Input data:
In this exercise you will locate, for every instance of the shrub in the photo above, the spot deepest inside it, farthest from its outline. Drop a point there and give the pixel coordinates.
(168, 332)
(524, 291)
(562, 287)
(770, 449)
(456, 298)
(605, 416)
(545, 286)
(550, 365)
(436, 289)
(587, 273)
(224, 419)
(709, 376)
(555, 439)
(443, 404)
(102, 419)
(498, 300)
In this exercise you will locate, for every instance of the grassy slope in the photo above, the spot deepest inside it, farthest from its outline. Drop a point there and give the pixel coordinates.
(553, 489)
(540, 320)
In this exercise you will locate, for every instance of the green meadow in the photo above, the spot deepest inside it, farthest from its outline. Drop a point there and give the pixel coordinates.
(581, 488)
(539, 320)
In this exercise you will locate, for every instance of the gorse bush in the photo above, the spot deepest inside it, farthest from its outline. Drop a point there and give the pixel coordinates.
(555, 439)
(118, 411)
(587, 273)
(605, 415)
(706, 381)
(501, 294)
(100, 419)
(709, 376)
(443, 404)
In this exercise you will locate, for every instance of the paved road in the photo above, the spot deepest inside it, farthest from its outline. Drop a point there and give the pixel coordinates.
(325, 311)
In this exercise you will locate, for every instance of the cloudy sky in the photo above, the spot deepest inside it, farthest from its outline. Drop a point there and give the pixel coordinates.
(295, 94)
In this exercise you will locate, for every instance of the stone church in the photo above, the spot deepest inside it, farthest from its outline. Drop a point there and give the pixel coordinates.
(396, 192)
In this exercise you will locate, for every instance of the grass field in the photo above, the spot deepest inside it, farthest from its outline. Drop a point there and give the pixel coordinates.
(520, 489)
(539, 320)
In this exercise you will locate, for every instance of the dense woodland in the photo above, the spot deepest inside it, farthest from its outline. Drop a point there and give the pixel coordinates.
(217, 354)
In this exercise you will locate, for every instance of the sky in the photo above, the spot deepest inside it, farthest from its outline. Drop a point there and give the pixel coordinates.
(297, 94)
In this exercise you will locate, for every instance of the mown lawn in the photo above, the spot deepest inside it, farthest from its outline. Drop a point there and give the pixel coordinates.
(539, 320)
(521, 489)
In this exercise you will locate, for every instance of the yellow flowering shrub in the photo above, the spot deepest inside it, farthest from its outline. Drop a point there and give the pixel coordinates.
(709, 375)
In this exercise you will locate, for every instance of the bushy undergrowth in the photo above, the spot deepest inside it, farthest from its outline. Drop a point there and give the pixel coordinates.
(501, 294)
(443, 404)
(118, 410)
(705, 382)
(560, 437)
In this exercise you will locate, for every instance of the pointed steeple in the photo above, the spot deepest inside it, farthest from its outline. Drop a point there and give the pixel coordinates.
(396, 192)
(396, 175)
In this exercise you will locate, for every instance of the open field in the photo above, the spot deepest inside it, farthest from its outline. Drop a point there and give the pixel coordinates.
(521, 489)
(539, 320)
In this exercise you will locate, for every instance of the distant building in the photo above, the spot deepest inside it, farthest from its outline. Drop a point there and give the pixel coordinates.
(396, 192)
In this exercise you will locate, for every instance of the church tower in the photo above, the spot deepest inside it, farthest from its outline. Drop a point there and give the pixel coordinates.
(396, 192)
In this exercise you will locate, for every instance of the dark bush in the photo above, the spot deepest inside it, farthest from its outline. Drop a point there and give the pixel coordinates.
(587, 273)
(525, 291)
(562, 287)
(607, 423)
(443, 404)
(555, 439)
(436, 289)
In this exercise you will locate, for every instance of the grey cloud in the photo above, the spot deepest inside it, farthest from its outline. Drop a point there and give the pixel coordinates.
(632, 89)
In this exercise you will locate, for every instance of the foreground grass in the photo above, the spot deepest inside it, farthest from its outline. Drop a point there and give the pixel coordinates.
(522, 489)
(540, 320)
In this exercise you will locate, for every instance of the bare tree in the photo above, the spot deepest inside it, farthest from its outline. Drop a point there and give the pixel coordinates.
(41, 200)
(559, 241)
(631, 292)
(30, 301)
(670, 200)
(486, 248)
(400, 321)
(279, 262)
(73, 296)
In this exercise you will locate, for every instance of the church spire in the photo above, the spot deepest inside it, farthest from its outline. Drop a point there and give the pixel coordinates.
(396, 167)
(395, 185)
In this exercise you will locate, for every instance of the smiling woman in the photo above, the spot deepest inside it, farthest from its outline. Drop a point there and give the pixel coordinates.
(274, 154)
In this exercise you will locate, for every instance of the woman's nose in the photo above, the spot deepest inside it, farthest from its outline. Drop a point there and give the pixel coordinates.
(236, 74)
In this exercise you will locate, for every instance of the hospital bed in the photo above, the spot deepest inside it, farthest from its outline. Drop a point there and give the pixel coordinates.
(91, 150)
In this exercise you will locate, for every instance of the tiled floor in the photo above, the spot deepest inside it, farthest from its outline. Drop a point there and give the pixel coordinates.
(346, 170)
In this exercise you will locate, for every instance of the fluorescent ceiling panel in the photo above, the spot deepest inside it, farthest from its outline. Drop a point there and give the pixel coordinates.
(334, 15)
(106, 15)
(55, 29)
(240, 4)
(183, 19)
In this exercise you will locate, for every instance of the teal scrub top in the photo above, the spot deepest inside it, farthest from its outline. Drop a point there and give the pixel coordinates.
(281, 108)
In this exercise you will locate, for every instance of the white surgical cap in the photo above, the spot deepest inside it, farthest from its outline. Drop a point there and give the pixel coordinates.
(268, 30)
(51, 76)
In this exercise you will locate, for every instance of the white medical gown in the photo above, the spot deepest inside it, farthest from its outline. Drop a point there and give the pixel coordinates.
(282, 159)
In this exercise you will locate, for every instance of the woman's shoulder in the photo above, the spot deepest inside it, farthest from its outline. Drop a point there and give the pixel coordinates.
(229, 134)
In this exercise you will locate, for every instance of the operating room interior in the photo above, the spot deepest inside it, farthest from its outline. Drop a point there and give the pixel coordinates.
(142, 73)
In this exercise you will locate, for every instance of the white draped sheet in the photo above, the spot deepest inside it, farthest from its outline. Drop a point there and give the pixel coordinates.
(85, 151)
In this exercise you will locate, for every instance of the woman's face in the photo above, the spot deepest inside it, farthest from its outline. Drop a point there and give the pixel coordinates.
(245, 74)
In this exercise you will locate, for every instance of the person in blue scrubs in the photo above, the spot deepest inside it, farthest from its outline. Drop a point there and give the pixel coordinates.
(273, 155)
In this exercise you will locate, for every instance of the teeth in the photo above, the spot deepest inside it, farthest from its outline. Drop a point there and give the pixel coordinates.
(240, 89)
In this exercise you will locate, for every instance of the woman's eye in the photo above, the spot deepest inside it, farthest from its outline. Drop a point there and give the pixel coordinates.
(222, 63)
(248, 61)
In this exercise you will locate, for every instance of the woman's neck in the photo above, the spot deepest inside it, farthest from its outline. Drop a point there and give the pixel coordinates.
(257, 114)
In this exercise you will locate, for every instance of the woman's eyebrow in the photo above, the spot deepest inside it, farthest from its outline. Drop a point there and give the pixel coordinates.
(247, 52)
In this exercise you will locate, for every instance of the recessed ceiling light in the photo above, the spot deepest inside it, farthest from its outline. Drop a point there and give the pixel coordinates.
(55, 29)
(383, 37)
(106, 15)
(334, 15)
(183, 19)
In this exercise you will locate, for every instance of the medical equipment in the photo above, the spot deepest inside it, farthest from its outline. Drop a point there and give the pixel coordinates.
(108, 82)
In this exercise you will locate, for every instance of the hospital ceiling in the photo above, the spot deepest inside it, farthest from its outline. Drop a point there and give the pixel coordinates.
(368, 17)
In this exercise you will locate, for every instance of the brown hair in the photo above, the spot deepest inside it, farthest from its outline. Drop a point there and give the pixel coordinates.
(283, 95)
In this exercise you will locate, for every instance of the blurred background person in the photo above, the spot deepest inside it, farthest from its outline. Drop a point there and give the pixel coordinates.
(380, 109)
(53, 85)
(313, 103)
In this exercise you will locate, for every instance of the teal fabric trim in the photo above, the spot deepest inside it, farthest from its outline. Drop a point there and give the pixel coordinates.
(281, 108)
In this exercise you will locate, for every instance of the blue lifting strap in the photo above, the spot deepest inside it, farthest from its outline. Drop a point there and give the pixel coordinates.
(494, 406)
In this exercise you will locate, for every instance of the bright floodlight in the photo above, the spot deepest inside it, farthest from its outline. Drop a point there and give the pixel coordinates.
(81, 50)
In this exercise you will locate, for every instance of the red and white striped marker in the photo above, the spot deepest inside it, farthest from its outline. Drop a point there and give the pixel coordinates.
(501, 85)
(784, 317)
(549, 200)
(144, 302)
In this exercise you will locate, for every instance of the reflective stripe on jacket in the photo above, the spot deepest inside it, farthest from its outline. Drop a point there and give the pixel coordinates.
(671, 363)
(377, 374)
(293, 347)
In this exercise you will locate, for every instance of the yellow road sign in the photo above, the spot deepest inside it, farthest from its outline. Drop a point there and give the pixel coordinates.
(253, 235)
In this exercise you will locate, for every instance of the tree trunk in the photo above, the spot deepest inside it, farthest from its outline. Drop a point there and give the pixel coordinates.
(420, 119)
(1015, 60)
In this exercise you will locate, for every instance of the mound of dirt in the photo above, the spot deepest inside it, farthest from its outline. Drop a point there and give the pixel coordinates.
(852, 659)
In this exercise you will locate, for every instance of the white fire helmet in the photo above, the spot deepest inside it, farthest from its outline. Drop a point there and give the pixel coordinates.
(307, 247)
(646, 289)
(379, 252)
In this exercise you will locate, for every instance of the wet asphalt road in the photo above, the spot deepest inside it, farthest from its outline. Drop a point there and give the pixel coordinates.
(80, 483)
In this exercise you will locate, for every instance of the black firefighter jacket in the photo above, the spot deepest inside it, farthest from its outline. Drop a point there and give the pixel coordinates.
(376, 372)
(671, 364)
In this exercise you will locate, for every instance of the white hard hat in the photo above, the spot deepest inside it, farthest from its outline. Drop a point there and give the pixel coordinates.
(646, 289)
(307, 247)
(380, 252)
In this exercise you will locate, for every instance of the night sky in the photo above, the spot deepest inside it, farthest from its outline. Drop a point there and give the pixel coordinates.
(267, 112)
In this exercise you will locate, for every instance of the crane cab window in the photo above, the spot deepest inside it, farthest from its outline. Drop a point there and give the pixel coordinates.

Stated goal: Copy the rows from the line with "of the night" to the end of the rows, putting "boundary" in place of every "outline" and leaving all else as it is.

Answer to the problem:
In this exercise you will locate, for every instance of the night sky in the photo above, the spot deepest inside it, farthest from its boundary. Drop a point there and give the pixel coordinates.
(267, 112)
In this exercise you will locate, for every instance of the crane cab window in the photo above, the spot deepest inside it, farthest from its boundary. Drop a point there and give the pixel coordinates.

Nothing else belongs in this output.